[BEGIN]

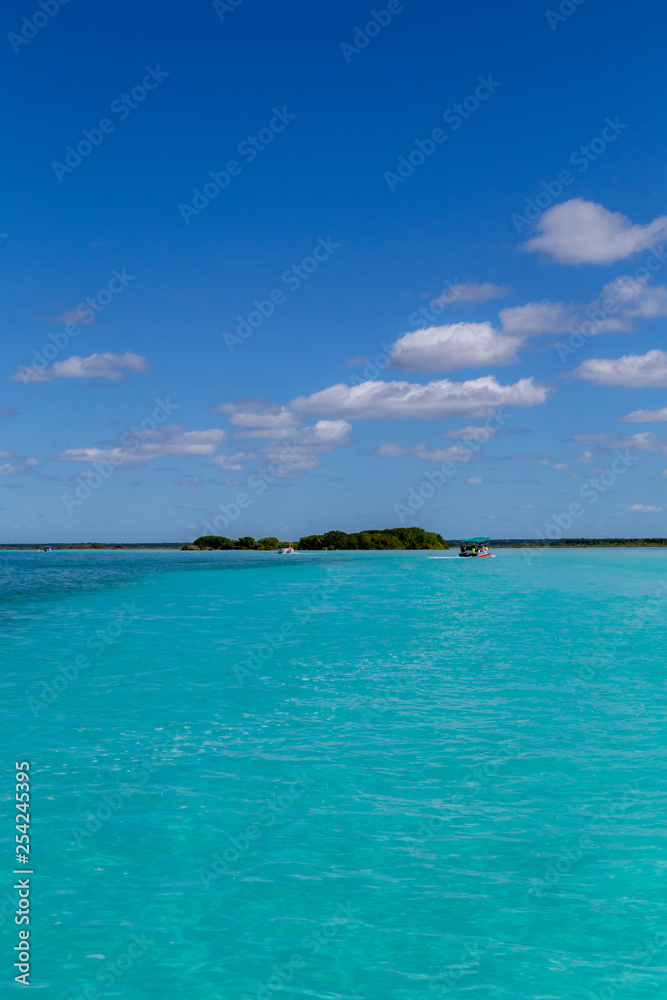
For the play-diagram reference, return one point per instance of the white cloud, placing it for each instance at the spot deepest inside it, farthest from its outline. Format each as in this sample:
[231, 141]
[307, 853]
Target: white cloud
[644, 441]
[392, 400]
[453, 453]
[258, 415]
[457, 345]
[231, 463]
[476, 345]
[537, 317]
[172, 439]
[583, 232]
[645, 416]
[635, 371]
[392, 450]
[473, 432]
[107, 365]
[471, 291]
[302, 451]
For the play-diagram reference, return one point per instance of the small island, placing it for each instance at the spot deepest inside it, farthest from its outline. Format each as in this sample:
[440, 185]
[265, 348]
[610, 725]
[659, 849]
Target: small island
[372, 539]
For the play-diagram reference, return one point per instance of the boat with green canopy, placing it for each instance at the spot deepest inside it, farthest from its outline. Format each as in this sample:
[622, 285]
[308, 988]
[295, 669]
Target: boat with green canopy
[474, 547]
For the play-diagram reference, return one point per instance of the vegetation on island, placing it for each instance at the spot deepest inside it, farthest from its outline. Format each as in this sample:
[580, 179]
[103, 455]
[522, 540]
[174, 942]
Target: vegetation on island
[375, 538]
[380, 538]
[244, 544]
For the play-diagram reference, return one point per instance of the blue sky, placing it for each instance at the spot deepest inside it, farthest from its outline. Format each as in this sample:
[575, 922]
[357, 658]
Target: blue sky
[221, 224]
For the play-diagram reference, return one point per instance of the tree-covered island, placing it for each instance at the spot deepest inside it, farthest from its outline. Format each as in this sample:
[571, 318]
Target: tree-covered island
[376, 538]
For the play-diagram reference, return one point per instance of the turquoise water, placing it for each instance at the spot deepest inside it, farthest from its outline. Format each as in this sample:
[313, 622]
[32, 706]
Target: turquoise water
[360, 776]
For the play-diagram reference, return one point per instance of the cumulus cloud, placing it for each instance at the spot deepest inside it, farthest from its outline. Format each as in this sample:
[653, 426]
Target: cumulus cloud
[302, 452]
[471, 291]
[17, 465]
[583, 232]
[143, 446]
[645, 416]
[454, 453]
[259, 418]
[644, 441]
[474, 345]
[635, 371]
[392, 400]
[106, 365]
[231, 463]
[456, 345]
[392, 450]
[473, 432]
[537, 317]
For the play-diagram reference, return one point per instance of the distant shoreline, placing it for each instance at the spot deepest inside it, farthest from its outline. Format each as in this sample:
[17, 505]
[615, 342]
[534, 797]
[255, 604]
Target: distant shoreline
[499, 543]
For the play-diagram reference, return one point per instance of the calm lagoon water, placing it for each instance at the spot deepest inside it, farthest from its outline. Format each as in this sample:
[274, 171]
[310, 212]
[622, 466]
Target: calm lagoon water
[351, 776]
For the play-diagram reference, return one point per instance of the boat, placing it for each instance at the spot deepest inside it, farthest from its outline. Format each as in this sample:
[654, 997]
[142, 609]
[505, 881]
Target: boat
[475, 547]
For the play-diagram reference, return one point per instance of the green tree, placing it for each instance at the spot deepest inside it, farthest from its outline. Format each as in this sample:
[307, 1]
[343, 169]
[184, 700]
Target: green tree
[268, 543]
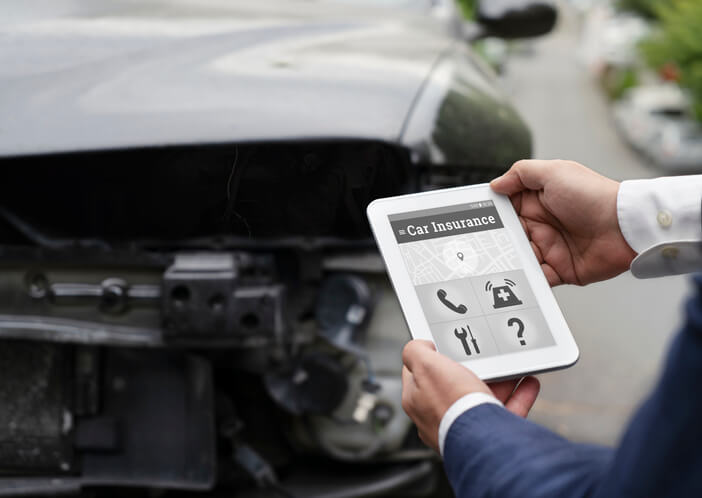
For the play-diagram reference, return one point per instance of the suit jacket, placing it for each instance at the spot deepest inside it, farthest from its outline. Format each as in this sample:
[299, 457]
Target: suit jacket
[490, 452]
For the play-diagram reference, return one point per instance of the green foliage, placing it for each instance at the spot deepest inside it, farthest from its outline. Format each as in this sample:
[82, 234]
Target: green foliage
[646, 8]
[679, 44]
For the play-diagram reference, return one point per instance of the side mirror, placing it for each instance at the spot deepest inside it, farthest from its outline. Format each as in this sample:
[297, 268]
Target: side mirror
[510, 19]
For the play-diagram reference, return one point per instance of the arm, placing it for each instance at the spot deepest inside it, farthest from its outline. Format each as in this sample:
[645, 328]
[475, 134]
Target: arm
[489, 449]
[584, 227]
[491, 452]
[660, 220]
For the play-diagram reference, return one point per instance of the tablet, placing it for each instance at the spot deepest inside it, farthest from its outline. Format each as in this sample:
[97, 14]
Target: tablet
[467, 279]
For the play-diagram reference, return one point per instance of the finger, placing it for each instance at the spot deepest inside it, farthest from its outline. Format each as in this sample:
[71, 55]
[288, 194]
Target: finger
[407, 379]
[408, 388]
[551, 275]
[529, 174]
[523, 397]
[417, 351]
[503, 389]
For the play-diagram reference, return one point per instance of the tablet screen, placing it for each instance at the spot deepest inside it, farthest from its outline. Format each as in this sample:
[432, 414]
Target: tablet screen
[470, 281]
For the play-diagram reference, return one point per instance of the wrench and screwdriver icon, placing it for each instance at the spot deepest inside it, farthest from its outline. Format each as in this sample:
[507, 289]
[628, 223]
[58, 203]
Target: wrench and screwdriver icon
[463, 336]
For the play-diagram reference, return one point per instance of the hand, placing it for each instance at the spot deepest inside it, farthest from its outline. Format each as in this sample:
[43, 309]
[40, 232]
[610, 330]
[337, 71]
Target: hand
[432, 382]
[569, 213]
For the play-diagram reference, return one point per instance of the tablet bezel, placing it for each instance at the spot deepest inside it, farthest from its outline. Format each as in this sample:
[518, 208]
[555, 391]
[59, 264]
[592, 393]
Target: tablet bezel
[562, 355]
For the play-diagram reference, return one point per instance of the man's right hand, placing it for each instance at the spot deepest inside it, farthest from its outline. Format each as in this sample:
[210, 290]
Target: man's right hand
[569, 213]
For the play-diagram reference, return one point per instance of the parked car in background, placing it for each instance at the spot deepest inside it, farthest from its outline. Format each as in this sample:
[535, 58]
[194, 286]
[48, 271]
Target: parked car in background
[644, 111]
[190, 295]
[677, 149]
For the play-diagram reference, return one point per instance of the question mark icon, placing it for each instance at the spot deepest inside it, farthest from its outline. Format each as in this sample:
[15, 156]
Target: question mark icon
[520, 332]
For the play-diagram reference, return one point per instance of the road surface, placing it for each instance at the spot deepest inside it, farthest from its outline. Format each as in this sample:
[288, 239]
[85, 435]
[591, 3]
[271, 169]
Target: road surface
[622, 326]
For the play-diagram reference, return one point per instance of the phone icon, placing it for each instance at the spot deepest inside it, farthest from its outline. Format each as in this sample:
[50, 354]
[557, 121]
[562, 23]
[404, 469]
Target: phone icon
[461, 308]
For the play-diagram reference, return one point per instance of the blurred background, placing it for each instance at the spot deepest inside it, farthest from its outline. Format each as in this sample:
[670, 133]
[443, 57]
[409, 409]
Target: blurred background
[616, 86]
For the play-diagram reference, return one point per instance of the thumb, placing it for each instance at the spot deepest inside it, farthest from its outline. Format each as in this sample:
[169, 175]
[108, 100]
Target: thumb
[529, 174]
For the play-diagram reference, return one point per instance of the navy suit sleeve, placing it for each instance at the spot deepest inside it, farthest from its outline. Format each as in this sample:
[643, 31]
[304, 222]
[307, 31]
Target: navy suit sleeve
[490, 452]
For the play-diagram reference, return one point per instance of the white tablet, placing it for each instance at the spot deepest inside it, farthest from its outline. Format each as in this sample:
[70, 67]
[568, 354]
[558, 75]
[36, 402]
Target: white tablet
[468, 280]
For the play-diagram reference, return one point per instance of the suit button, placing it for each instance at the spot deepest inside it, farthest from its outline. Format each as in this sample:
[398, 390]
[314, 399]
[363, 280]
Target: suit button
[665, 219]
[670, 252]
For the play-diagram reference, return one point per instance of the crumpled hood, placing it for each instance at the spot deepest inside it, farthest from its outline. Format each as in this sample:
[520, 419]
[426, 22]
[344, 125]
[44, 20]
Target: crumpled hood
[155, 73]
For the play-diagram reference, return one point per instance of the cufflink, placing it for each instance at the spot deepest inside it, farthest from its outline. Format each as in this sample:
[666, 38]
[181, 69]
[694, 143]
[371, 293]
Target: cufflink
[670, 252]
[664, 218]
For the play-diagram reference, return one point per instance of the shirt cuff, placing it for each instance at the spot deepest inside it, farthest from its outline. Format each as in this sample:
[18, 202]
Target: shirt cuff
[660, 210]
[458, 408]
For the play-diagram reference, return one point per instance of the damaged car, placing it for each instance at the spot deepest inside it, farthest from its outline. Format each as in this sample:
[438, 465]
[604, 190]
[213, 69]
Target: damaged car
[190, 296]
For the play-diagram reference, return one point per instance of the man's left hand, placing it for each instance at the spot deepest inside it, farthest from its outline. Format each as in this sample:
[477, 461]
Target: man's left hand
[432, 382]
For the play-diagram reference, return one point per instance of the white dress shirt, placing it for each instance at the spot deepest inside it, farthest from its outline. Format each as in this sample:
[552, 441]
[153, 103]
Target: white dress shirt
[661, 219]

[END]

Given task: Return precisely the lines of the records, starting with the line that holds "of the damaged" and ending with the last one.

Complete output:
For the play-diagram reference, return one point per instance of the damaged car, placing it for each instance at the spot deepest inside it, farthest from its outline. Format each as in this sample:
[438, 465]
[604, 190]
[213, 69]
Target: damaged car
[190, 296]
For the play-diagram reference, return one point per instance of the man's left hand, placing it for each instance at the spot deepest inside it, farthest from its outline. Format each as in this sample:
[477, 461]
Target: man's left hand
[432, 382]
For the play-diagram reference, return one point per instance of the white dress shirt, placing it for each instance at the spot deepest inside it, farthest from its outline. Format each as in this sample:
[552, 441]
[153, 103]
Target: white dress shirt
[661, 219]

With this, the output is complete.